Keterlibatan belajar, keterlibatan atau partisipasi peserta
didik dalam belajar sangat penting, karena apabila peserta didik terlibat aktif dalam belajar maka hasilnya tentu akan baik.
Ketelibatan belajar akan muncul manakala tertarik
pada objek yang dipelajari yang kemudian merasa
senang dan tertarik untuk
melakukan kegiatan dari objek tersebut. Manfaat dan
fungsi mata pelajaran, jika manfaat dari apa yang dipelajari oleh
peserta didik dapat diketahui dan dipahami secara
jelas, maka akan menumbuhkan motivasi peserta didik. Manfaat dari mata
pelajaran tertentu sebenarnya tidak
hanya untuk sekarang tapi bisa manfaat untuk masa mendatang, atau manfaat
bukan hanya saat di sekolah
tetapi bisa manfaat ketika sudah bekerja atau dalam kehidupan sehari-hari di masyarakat.
Berdasarkan uraian di atas, minat
belajar merupakan faktor penting dalam proses pembelajaran, dan perlu untuk selalu ditingkatkan. Implikasinya dalam proses pembelajaran terutama menghadapi
tantangan abad 21, pendidik dapat
menerapkan berbagai model pembelajaran yang menyenangkan (enjoyable learning), menantang dan inovatif,
menyampaikan tujuan/manfaat mempelajari suatu tema/mata pelajaran, serta menggunakan beragam
media pembelajaran.
Contoh
aplikasi dalam pembelajaran, Pak Ardi seorang pendidik dari salah
satu sekolah A, hari itu sudah disepakti membahas tema H, Pada saat
melakukan proses pembelajaran, diawal pembelajaran terlebih
dahulu mengemukakan tema yang akan dipelajarinya, menyampaikan tujuan pembelajaran
yang diharapkan dimiliki, dan manfaat yang peserta didik peroleh setelah mempelajari tema H. Kemudian untuk melihat
kemampuan awal peserta didiknya
dilakukan pre tes/tes awal terlebih dahulu. Setelah tahap-tahap tersebut dilakukan kemudian Pak Ardi melakukan tahap
inti yaitu membahas tema H melalui media permainan ular tangga yang menjadi
kesukaannya peserta didik tentang materi H yang telah disiapkan (Belajar melalui media permainan Ular
Tangga). Suasana kelas tampak antusias, aktif, dan menyenangkan. Setelah
materi dipahami dan waktunya cukup maka Pak
Ardi mengakhiri pelajaran
dengan kegiatan penutup.

**Tujuan 1**
Tentukan apakah setiap pernyataan berikut sesuai dengan artikel tentang minat belajar. Jawab ya atau tidak, lalu kutip kata-kata dari artikel yang menjadi dasar jawaban.
(a) Manfaat suatu mata pelajaran hanya berlaku selama peserta didik berada di sekolah.
(b) Pak Ardi melakukan tes awal untuk melihat kemampuan awal peserta didiknya.
(c) Pak Ardi membahas tema H melalui media permainan ular tangga.
**Tujuan 2**
Menurut artikel tentang minat belajar, bagaimana suasana kelas saat Pak Ardi membahas tema H?
**Tujuan 3**
Salin kata demi kata bagian artikel tentang minat belajar dari "Berdasarkan uraian di" sampai "media pembelajaran.".

**Data yang Diberikan**
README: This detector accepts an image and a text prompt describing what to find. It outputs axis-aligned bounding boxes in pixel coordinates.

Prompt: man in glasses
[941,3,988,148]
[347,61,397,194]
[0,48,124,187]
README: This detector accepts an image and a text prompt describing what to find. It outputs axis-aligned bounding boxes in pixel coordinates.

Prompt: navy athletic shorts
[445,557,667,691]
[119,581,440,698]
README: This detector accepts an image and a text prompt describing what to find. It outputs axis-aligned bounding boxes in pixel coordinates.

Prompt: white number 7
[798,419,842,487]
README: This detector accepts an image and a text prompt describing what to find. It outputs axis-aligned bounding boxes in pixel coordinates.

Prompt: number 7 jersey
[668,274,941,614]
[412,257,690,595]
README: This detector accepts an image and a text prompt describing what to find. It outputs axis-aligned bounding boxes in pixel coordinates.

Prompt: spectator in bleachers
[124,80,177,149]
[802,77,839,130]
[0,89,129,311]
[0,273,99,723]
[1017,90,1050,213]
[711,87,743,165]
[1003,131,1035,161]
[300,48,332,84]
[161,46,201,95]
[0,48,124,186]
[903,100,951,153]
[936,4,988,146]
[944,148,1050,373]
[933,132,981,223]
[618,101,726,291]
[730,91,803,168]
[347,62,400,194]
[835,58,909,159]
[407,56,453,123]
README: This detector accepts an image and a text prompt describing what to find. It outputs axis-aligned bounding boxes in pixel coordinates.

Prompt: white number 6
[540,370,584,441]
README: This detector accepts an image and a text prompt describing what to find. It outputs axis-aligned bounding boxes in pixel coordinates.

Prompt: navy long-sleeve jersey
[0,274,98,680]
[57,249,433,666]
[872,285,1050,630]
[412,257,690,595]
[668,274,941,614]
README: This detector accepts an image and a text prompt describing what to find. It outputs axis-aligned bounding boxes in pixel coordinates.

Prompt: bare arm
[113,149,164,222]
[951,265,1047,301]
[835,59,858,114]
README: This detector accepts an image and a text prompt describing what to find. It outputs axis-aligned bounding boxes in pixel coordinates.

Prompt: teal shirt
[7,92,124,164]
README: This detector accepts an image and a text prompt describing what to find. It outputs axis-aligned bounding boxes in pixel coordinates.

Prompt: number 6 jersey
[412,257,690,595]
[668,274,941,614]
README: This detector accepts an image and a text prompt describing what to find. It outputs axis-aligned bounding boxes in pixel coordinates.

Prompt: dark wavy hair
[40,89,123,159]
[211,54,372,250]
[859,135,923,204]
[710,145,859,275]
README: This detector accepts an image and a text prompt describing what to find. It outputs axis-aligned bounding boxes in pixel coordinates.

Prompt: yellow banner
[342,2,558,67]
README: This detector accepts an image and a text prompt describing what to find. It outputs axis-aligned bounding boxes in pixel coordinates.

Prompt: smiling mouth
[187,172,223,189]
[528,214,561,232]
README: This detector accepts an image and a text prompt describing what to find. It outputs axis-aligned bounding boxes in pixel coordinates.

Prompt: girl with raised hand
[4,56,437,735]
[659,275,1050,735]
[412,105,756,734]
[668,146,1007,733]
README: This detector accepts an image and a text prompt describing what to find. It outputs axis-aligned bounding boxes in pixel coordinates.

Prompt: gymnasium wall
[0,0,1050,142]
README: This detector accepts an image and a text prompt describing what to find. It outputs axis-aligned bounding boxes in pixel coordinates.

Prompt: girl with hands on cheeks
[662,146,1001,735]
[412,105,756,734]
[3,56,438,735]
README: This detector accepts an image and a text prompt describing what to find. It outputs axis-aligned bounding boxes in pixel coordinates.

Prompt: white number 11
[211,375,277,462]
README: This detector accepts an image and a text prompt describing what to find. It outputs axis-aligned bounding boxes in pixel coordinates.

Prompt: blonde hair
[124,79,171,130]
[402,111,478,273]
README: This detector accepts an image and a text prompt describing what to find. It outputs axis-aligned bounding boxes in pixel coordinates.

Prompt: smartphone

**Keluaran Lengkap 1**
(a) Tidak. "manfaat bukan hanya saat di sekolah tetapi bisa manfaat ketika sudah bekerja atau dalam kehidupan sehari-hari di masyarakat"
(b) Ya. "untuk melihat kemampuan awal peserta didiknya dilakukan pre tes/tes awal terlebih dahulu"
(c) Ya. "membahas tema H melalui media permainan ular tangga"

**Keluaran Lengkap 2**
Suasana kelas tampak antusias, aktif, dan menyenangkan.

**Keluaran Lengkap 3**
Berdasarkan uraian di atas, minat
belajar merupakan faktor penting dalam proses pembelajaran, dan perlu untuk selalu ditingkatkan. Implikasinya dalam proses pembelajaran terutama menghadapi
tantangan abad 21, pendidik dapat
menerapkan berbagai model pembelajaran yang menyenangkan (enjoyable learning), menantang dan inovatif,
menyampaikan tujuan/manfaat mempelajari suatu tema/mata pelajaran, serta menggunakan beragam
media pembelajaran.